§ Stored data entries
Segment Open

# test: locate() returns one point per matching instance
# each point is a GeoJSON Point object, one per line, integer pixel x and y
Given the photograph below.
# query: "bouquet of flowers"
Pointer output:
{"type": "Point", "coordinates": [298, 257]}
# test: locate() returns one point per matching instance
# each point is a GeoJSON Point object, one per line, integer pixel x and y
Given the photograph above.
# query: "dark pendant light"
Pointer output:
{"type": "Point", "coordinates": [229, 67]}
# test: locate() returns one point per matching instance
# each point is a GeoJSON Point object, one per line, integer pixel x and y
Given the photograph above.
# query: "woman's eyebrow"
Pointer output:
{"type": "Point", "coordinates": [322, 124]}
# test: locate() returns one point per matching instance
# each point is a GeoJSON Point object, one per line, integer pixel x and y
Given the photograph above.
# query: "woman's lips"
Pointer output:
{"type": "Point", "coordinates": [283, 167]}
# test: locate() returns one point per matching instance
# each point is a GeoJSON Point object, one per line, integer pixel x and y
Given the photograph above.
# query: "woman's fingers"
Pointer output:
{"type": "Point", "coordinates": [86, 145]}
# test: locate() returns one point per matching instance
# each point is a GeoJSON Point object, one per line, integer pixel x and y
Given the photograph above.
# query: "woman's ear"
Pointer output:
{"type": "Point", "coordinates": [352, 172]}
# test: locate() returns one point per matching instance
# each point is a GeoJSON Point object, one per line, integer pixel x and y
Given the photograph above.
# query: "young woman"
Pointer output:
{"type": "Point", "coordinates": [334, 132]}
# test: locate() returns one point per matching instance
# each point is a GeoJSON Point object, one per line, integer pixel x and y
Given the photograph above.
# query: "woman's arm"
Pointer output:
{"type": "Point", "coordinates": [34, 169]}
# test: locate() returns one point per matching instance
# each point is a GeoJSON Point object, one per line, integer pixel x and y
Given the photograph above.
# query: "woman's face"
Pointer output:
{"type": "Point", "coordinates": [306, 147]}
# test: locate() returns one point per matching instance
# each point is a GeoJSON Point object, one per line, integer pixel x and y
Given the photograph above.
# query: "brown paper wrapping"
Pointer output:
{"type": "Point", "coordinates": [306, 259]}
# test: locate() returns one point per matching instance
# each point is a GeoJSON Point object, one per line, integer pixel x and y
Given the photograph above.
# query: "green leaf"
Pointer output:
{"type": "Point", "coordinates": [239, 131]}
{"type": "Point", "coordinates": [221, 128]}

Segment Closed

§ What is expected
Repeat back all entries verbatim.

§ Answer
# test: locate() returns one point per matching instance
# each point is a GeoJSON Point object, one per line, integer pixel x and y
Given the photograph below.
# query: "bouquet of flowers"
Pointer output:
{"type": "Point", "coordinates": [298, 257]}
# test: locate() returns one point per matching instance
# each point is a GeoJSON Point object, one per line, integer pixel x and y
Given the photograph above.
# query: "dark pendant light"
Pointer output:
{"type": "Point", "coordinates": [229, 67]}
# test: locate() returns one point per matching instance
# each point is a GeoJSON Point object, one per line, integer pixel x and y
Given the photograph above.
# query: "woman's eyebrow"
Pointer output:
{"type": "Point", "coordinates": [322, 124]}
# test: locate() returns one point per matching instance
# each point is a GeoJSON Point object, one per line, integer pixel x and y
Given the photograph above.
# query: "woman's lips"
Pointer output:
{"type": "Point", "coordinates": [283, 167]}
# test: locate() returns one point per matching instance
# each point is a GeoJSON Point object, one per line, integer pixel x and y
Given the photograph above.
# query: "woman's fingers"
Pointer output:
{"type": "Point", "coordinates": [86, 145]}
# test: locate() returns one point per matching instance
# each point is a GeoJSON Point object, one per line, integer pixel x and y
Given the photograph above.
# query: "woman's ear"
Pointer output:
{"type": "Point", "coordinates": [352, 172]}
# test: locate() returns one point per matching instance
# each point is a GeoJSON Point object, one per line, integer pixel x and y
Given the photograph above.
# query: "young woman"
Pointer output:
{"type": "Point", "coordinates": [334, 132]}
# test: locate() returns one point per matching instance
# each point is a GeoJSON Point object, one per line, integer pixel x and y
Given the photograph above.
# query: "woman's arm"
Pointer output:
{"type": "Point", "coordinates": [34, 169]}
# test: locate() returns one point per matching instance
# each point is a GeoJSON Point object, one per line, integer pixel x and y
Given the photograph above.
# query: "woman's face"
Pointer output:
{"type": "Point", "coordinates": [306, 147]}
# test: locate() returns one point per matching instance
# each point is a GeoJSON Point object, one per line, integer pixel x and y
Given the photograph above.
# query: "brown paper wrapping"
Pointer output:
{"type": "Point", "coordinates": [306, 259]}
# test: locate() returns one point per matching instance
# each point is a GeoJSON Point object, one per line, integer pixel x and y
Given the photograph above.
# query: "green leaf"
Pointer output:
{"type": "Point", "coordinates": [239, 131]}
{"type": "Point", "coordinates": [221, 128]}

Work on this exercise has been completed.